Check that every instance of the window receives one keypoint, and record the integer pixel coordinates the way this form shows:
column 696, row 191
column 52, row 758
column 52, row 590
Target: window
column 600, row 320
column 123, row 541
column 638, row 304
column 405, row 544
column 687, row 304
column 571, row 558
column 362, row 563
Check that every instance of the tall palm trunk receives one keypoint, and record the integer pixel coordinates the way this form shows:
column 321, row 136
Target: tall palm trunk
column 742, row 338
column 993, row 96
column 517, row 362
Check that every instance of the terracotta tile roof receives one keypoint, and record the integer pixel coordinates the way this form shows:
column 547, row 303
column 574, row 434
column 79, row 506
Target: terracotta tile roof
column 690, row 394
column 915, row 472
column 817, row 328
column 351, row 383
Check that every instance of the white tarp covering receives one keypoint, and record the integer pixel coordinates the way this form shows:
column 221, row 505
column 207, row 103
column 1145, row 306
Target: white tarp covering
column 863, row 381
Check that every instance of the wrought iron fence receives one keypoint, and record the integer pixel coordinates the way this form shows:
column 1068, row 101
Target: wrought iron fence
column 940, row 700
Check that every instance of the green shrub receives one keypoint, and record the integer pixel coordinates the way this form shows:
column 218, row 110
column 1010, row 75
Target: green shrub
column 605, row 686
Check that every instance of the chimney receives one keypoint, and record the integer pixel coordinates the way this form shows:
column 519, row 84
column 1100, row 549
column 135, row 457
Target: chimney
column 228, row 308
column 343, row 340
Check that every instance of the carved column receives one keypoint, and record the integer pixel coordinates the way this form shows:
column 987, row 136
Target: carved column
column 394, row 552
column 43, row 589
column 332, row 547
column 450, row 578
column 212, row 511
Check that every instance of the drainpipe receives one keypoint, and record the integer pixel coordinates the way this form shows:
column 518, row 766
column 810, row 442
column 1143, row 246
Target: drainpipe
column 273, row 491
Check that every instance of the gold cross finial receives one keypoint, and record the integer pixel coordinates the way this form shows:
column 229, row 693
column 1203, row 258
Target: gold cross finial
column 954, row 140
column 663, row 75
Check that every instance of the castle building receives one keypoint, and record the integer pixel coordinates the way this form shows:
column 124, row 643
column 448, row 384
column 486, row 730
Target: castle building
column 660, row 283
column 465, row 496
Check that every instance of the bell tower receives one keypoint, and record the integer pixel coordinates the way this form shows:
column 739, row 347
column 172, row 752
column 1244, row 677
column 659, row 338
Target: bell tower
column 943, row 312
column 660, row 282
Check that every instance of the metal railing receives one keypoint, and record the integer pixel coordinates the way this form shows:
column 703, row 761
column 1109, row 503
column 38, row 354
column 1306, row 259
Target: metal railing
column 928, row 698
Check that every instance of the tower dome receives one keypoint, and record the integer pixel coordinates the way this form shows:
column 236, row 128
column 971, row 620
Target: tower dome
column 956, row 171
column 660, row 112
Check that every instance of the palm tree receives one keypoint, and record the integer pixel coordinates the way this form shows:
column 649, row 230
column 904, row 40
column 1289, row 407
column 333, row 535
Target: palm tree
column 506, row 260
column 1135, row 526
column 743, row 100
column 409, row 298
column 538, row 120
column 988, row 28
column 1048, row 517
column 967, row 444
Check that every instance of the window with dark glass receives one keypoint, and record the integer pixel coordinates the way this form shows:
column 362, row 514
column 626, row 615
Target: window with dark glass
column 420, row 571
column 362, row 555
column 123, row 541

* [Aim]:
Reproduce the entries exactly, from the first line up to and including the line with "column 940, row 700".

* [Task answer]:
Check that every instance of the window receives one keypoint, and record the integer pixel coordinates the way this form shows:
column 696, row 191
column 52, row 758
column 52, row 590
Target: window
column 600, row 320
column 123, row 541
column 638, row 304
column 405, row 544
column 687, row 304
column 571, row 558
column 362, row 563
Check that every instance of the tall palm trunk receives one keypoint, and record the integer pixel coordinates the way this form shows:
column 321, row 136
Target: tall palm trunk
column 742, row 338
column 993, row 96
column 517, row 362
Check that every instance of the terracotta tile roof receives one keypoint, and record the integer pixel coordinates the way this form shows:
column 547, row 303
column 574, row 434
column 79, row 506
Target: terracotta tile roof
column 690, row 394
column 915, row 472
column 817, row 328
column 351, row 383
Check that every instance of the white tarp covering receives one keypoint, and record the integer pixel coordinates the way this form shows:
column 221, row 505
column 207, row 103
column 1145, row 306
Target: white tarp covering
column 863, row 381
Check that every instance of the wrought iron fence receives one keypoint, and record the integer pixel coordinates the way this form shows:
column 1068, row 101
Target: wrought iron fence
column 940, row 700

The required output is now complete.